__Directions__. Beginning at the line that contains "of the wall-mounted" and ending at the last line of the records below, retype each line exactly and add nothing.

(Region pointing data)
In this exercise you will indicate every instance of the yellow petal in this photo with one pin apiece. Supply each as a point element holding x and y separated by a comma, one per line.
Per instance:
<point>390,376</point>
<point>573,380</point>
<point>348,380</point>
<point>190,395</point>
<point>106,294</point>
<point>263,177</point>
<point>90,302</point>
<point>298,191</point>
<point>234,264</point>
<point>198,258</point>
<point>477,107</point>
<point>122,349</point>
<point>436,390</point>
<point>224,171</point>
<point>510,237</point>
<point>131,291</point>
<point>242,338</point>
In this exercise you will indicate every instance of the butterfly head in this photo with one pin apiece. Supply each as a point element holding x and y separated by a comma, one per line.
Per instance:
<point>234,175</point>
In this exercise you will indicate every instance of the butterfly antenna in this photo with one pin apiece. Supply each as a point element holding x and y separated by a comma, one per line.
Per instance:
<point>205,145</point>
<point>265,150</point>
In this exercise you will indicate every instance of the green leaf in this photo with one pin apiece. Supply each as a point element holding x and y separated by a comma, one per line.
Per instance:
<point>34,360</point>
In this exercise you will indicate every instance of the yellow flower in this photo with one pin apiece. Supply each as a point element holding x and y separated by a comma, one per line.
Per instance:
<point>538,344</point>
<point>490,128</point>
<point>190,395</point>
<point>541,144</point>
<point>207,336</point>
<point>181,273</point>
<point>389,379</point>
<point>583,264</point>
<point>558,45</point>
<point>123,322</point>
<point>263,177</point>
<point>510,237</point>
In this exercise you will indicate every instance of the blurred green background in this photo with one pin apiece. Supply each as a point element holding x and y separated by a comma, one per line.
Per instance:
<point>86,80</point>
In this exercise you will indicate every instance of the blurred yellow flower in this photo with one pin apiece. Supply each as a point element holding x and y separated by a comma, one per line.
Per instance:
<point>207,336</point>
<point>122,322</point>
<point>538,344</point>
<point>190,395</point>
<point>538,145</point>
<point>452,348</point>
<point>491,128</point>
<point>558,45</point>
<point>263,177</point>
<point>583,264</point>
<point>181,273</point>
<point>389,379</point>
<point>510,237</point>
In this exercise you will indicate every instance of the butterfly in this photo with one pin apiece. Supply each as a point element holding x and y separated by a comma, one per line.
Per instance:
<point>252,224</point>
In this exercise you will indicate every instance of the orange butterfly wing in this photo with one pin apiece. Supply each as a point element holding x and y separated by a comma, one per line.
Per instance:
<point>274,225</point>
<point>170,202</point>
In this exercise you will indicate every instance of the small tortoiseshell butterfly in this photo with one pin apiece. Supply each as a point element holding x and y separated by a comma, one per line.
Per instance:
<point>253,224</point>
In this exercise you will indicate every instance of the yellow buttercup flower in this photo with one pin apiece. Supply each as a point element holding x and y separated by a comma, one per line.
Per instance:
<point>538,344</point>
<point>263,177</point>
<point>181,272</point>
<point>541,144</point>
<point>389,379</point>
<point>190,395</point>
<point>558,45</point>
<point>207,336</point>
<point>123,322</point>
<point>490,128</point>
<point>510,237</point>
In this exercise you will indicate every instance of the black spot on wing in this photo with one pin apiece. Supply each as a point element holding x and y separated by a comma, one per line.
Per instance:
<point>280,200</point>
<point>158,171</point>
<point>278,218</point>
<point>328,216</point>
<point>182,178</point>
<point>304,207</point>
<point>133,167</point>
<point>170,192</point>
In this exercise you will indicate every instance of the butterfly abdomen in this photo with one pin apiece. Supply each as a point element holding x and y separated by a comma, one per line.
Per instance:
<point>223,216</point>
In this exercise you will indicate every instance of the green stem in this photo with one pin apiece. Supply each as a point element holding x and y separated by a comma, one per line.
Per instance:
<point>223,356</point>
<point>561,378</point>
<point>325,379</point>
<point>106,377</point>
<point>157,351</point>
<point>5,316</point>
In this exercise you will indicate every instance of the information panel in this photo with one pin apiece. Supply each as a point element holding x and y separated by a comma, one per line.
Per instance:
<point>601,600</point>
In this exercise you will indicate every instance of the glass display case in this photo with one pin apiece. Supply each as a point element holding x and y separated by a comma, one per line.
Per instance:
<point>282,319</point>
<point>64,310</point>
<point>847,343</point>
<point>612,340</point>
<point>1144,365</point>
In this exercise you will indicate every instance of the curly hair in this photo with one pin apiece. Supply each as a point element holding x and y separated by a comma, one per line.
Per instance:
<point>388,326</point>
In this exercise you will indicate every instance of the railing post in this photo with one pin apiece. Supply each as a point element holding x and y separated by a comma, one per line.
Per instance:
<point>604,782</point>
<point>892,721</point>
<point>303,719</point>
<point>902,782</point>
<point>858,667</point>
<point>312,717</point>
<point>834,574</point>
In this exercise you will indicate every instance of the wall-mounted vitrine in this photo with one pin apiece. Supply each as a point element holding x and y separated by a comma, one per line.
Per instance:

__Solution for this problem__.
In this exercise you will indicate every instance of the wall-mounted vitrine in this photo with one pin apiece. Supply each as a point element holding x and y separated by a comma, one per line.
Per instance:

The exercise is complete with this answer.